Please retype, character for character, the portion of the entries below that runs from the line containing "Target: packed snow" to the last line.

Records for this task section start

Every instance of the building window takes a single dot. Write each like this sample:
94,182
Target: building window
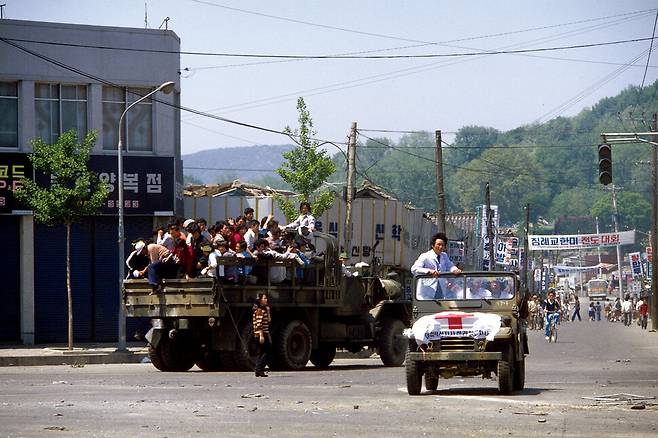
58,109
137,124
9,114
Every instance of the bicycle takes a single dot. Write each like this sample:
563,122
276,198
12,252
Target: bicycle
551,319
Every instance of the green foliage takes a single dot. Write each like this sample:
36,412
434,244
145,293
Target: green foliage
306,168
553,166
75,192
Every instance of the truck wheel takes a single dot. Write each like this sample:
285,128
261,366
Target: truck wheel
180,353
431,382
392,343
209,361
293,346
323,356
414,376
505,373
519,375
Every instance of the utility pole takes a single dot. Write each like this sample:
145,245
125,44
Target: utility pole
351,159
654,226
440,194
614,210
526,246
599,248
490,235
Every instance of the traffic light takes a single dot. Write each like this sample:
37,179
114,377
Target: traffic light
605,164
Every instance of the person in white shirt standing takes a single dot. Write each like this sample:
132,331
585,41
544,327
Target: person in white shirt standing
434,262
627,310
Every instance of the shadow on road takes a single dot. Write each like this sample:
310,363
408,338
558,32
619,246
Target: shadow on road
488,391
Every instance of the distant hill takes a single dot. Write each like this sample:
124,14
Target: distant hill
209,167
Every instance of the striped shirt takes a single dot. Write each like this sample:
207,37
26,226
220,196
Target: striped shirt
261,319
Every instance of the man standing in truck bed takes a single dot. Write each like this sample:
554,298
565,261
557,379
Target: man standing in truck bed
433,262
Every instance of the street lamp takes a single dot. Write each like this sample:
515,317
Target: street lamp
167,88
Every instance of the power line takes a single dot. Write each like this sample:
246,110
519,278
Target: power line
648,56
396,73
278,56
398,38
191,110
632,15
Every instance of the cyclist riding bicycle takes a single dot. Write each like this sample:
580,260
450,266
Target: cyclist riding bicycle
551,310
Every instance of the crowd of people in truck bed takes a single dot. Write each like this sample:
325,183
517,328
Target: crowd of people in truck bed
226,250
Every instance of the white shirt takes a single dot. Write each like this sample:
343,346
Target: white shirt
303,220
250,238
626,306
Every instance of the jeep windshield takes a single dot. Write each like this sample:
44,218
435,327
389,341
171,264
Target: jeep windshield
465,287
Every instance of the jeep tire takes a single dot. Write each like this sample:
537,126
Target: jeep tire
392,344
414,376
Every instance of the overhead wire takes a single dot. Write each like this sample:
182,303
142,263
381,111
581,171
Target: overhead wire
188,109
380,77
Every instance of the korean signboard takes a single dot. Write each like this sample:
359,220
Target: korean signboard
456,251
580,241
13,168
148,183
636,264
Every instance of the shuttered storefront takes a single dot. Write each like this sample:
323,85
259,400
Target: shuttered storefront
94,278
10,322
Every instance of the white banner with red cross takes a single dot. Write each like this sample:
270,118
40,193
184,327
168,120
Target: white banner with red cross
453,324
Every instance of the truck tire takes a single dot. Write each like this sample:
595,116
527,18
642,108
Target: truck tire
414,376
293,346
519,375
431,382
209,361
179,353
505,373
323,355
392,345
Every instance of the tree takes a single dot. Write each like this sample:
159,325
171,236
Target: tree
306,168
75,192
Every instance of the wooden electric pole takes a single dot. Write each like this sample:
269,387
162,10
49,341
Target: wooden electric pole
349,195
526,247
654,226
490,234
440,194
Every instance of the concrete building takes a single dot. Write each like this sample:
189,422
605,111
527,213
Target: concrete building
55,77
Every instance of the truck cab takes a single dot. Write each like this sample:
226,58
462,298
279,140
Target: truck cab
208,322
467,325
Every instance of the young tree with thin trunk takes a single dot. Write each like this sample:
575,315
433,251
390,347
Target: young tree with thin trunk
306,168
74,193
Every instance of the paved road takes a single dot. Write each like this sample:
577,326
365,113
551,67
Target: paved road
351,398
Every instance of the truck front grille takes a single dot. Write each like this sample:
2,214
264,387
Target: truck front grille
457,344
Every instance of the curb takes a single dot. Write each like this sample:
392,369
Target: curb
74,358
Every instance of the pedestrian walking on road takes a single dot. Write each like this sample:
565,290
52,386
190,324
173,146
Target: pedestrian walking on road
643,309
627,310
576,310
261,323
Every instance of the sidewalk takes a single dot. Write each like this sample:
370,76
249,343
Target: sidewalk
82,354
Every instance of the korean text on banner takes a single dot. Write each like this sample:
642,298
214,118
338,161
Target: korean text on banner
580,241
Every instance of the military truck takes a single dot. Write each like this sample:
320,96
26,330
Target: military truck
467,325
206,322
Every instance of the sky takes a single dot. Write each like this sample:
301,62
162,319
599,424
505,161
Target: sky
417,92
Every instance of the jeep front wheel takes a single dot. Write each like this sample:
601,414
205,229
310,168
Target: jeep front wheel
392,343
414,376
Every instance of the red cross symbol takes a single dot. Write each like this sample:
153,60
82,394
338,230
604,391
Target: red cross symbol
454,319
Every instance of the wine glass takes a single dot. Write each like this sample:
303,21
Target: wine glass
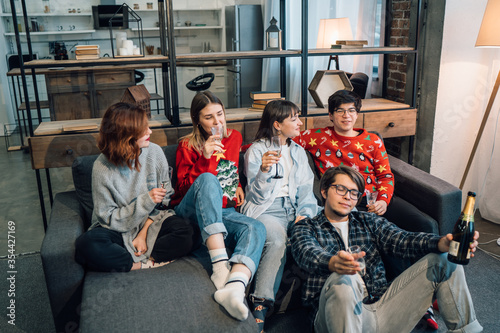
164,184
356,249
371,197
217,130
276,147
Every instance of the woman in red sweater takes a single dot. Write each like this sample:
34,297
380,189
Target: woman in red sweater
207,191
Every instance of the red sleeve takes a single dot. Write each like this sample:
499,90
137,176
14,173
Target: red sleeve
190,164
382,171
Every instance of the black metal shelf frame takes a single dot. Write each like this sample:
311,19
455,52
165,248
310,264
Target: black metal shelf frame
169,60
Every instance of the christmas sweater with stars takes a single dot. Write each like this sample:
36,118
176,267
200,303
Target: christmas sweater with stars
224,165
365,153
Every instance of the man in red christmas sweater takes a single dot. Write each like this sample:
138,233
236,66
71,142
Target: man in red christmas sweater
342,144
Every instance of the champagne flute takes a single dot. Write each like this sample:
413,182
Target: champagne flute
371,197
356,249
276,146
217,130
164,184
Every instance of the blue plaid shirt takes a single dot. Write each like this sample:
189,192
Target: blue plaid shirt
315,241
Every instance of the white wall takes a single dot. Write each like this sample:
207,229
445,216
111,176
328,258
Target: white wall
467,76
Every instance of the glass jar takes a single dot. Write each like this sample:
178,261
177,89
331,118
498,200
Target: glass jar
46,6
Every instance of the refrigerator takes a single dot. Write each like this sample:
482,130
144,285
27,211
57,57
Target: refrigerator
244,32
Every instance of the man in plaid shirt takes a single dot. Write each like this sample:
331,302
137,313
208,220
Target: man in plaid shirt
344,300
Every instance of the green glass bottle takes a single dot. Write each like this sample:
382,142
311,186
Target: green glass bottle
463,233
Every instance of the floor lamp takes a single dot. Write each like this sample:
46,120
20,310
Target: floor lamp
489,36
331,30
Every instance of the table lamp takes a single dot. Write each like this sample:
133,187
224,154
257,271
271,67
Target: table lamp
488,36
331,30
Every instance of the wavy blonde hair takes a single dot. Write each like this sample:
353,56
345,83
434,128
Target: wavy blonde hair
196,139
122,125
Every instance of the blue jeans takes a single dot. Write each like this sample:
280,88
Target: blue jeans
276,219
203,205
403,304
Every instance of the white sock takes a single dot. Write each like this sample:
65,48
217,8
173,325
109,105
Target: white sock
232,296
220,267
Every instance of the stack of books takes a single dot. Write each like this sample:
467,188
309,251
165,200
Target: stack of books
87,52
261,98
350,44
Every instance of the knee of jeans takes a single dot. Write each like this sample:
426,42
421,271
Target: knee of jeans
440,261
276,236
342,287
207,179
255,231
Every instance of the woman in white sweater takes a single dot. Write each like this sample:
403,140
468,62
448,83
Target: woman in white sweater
276,202
128,232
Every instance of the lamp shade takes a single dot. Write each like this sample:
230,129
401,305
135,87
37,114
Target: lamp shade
489,33
331,30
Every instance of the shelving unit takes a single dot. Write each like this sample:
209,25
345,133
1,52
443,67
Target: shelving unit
175,60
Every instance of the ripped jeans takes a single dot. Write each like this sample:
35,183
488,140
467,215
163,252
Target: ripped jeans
341,307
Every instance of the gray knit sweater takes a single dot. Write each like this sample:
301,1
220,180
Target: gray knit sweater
121,197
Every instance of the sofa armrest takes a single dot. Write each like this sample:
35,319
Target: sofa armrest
63,275
433,196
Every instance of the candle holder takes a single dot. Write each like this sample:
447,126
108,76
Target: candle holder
273,36
125,48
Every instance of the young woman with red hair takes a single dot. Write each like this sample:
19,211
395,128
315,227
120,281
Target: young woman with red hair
128,232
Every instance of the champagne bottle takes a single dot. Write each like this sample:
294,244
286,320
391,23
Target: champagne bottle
463,233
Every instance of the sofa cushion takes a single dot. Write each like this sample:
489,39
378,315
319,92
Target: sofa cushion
174,298
82,179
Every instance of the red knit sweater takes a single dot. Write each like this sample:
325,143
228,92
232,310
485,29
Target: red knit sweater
190,164
365,153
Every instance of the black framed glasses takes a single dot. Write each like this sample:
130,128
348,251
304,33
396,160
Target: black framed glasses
342,190
349,111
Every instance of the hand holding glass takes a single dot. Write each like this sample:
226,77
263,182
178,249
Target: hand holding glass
276,146
161,206
217,130
356,249
371,197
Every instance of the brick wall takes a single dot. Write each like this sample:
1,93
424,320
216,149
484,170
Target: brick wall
398,36
396,67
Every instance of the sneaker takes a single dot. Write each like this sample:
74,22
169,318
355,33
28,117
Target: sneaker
430,320
153,264
259,312
435,306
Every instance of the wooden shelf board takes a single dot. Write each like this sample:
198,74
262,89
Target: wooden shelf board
47,33
43,105
48,63
87,125
361,50
367,105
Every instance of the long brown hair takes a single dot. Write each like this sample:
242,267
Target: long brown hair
122,125
197,138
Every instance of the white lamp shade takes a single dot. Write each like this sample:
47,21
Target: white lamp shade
331,30
489,33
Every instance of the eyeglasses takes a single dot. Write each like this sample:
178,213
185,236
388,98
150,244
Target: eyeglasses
342,190
341,112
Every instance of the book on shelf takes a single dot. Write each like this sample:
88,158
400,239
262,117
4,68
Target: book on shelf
265,101
83,52
265,95
87,47
87,56
87,50
352,43
259,106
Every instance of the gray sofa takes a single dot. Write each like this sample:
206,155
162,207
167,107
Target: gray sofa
179,297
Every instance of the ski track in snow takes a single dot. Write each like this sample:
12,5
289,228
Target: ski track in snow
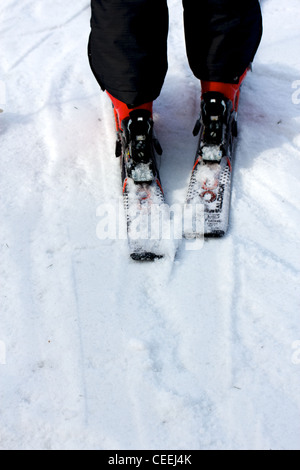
104,353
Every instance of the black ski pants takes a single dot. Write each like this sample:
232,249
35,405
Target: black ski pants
128,43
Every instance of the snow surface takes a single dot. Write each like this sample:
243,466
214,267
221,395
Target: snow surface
96,351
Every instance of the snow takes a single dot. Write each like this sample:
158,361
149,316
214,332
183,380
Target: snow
96,351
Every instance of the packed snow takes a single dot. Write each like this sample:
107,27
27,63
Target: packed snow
100,352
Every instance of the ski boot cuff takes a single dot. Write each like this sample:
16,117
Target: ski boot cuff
122,111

Records for this task section end

▶ [Answer]
Target: packed snow
100,352
Every instance of the ski boot cuff takes a single dot. Write each like this sample:
16,117
Target: ski boot cuff
122,111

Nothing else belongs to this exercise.